[PROMPT 1] Translate into Spanish this sentence from the film article: "Principal photography began in August 2012 and finished in September 2012."
[PROMPT 2]
Answer these questions from the film article:
(a) Who directed the film?
(b) Which actor plays Chrissy?
(c) How much money did the June 2015 crowdfunding campaign raise?
[PROMPT 3] Reproduce a passage of the film article word for word. Begin at the words "Return to Return" and stop after "High film series.".

[PASSAGE TO READ]
+ + + + +

Return to Return to Nuke 'Em High AKA Volume 2 is a 2017 American science fiction comedy horror film, made by the cult classic B-movie production group Troma Entertainment. It is directed by Troma co-founder Lloyd Kaufman and the fifth in the Nuke 'Em High film series.

Plot
Lauren (Catherine Corcoran) and her blogger girlfriend Chrissy (Asta Paredes) must save Tromaville's Nuke 'Em High from the ongoing effects of the nuclear-sludge filled tacos from Tromorganic Foodstuffs, while also trying to keep their illicit love affair from being unmasked.

Cast
Asta Paredes as Chrissy
Catherine Corcoran as Lauren
Vito Trigo as Leonardo
Clay von Carlowitz as Eugene
Zac Amico as Zac
Lemmy as The President
Lloyd Kaufman as Lee Harvey Herzkauf
Ron Jeremy as God
Monique Dupree as Shower Girl
Nadia White as Lacey

Production
A majority of the fifth film was shot concurrently with the fourth film, Return to Nuke 'Em High Volume 1. Principal photography began in August 2012 and finished in September 2012. However, the film suffered an extended post-production period. In June 2015, Troma launched a crowdfunding campaign and raised $63,615 for post-production costs.

+ + + + +

[STORED DATA]
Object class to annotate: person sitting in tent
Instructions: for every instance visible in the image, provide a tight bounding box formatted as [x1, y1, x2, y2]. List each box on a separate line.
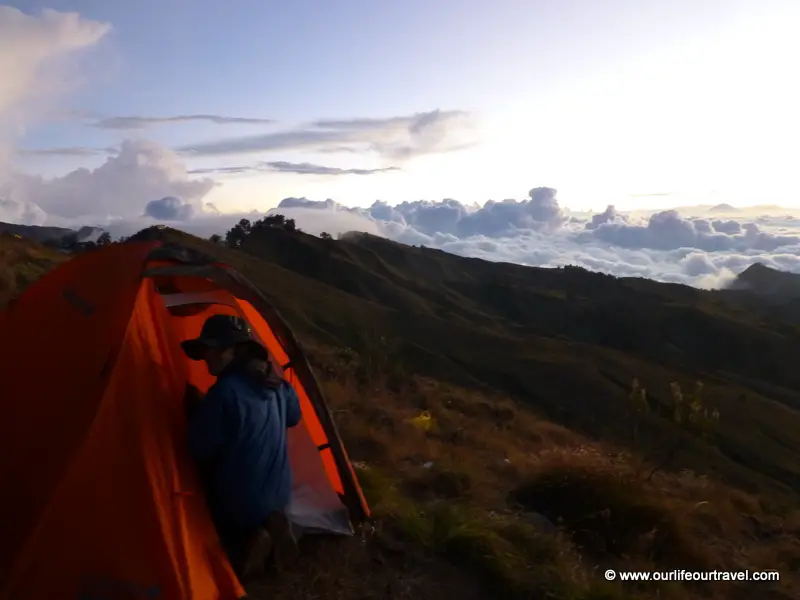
[181, 314, 301, 575]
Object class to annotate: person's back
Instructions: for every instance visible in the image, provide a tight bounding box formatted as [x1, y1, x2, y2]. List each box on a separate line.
[189, 363, 300, 530]
[181, 314, 301, 574]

+ + + + +

[FINAL ANSWER 1] La fotografía principal comenzó en agosto de 2012 y terminó en septiembre de 2012.

[FINAL ANSWER 2]
(a) Lloyd Kaufman
(b) Asta Paredes
(c) $63,615

[FINAL ANSWER 3]
Return to Return to Nuke 'Em High AKA Volume 2 is a 2017 American science fiction comedy horror film, made by the cult classic B-movie production group Troma Entertainment. It is directed by Troma co-founder Lloyd Kaufman and the fifth in the Nuke 'Em High film series.